(Beginning of Passage)
OpenAI has officially introduced three new models: GPT-4.1, GPT-4.1 mini, and GPT-4.1 nano. These models come with a massive context capacity of up to 1 million tokens and a knowledge limit updated until June 2024.
The company says these models are superior to the recently updated GPT-4o and GPT-4o mini, which were released last July. GPT-4.1 is currently only available via API, so you won't be able to use it directly in ChatGPT yet.
OpenAI notes that GPT-4.1 will only be available via API. In ChatGPT, many improvements in instruction compliance, programming, and intelligence have been gradually built into the latest version of GPT-4o, and the company will continue to add more in future releases.

Benchmarks show the notable improvements that GPT-4.1 brings. The model scored 54.6% on SWE-bench Verified, a 21.4-point increase over GPT-4o. The model scored 38.3% on MultiChallenge, a guideline-based benchmark, and set a new record for long-video understanding with a score of 72.0% on the Video-MME benchmark, where models analyze videos up to an hour long without captions.
(End of Passage)
(Beginning of Information given)
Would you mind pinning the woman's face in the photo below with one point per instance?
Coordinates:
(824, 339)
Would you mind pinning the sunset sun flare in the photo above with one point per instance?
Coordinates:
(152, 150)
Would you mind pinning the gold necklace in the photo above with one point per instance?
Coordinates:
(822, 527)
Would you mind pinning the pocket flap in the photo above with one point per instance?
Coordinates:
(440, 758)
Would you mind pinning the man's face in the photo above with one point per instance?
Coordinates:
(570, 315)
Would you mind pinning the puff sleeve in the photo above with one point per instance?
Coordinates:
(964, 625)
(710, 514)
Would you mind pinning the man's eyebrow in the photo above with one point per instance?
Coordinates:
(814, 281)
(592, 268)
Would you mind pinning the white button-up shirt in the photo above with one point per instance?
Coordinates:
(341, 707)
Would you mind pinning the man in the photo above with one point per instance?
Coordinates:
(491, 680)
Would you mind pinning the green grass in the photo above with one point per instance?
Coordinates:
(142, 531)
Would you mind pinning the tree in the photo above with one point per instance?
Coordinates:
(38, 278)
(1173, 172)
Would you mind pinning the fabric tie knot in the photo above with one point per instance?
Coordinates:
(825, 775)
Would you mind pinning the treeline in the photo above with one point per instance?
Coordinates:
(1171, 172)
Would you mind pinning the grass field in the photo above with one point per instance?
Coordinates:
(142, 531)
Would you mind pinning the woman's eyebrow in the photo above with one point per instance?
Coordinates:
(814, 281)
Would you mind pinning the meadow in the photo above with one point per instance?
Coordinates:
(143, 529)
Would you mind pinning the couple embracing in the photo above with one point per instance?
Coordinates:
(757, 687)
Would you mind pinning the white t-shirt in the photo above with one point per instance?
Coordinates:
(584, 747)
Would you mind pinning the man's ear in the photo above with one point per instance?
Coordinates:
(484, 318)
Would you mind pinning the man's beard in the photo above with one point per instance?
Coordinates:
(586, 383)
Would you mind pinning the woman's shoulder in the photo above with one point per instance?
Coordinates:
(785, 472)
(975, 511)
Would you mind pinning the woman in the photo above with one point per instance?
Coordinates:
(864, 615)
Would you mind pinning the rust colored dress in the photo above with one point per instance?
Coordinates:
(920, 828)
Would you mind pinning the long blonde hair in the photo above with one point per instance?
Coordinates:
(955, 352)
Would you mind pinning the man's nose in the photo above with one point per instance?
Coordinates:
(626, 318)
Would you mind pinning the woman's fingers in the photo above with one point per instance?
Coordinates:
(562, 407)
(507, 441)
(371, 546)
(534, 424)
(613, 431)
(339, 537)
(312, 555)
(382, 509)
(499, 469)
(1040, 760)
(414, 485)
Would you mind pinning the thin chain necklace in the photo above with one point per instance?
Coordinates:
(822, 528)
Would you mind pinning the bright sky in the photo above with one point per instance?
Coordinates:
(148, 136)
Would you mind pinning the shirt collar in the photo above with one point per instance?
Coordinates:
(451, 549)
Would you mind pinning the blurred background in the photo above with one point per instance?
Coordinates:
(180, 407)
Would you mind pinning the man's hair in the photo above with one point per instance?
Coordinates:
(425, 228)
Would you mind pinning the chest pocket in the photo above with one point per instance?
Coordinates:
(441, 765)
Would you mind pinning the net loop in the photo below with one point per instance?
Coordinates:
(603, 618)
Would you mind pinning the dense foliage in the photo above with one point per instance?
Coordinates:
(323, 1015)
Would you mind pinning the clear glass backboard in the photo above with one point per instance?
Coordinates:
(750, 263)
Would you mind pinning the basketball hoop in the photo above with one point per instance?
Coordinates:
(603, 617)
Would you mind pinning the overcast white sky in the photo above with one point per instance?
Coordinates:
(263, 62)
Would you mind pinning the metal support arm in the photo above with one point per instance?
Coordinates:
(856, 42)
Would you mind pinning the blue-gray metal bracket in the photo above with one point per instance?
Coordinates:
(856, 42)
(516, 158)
(End of Information given)
• **Aim of the exercise**:
Decide whether each statement below agrees with the passage on GPT-4.1. Answer yes or no for each, quoting the words from the passage that settle it.
(a) GPT-4.1 scored 54.6% on SWE-bench Verified.
(b) GPT-4.1 can already be used directly in ChatGPT.
(c) The new models have a knowledge limit that runs until June 2024.

• **Result of this exercise**:
(a) Yes: "The model scored 54.6% on SWE-bench Verified"
(b) No: "GPT-4.1 is currently only available via API, so you won't be able to use it directly in ChatGPT yet."
(c) Yes: "a knowledge limit updated until June 2024"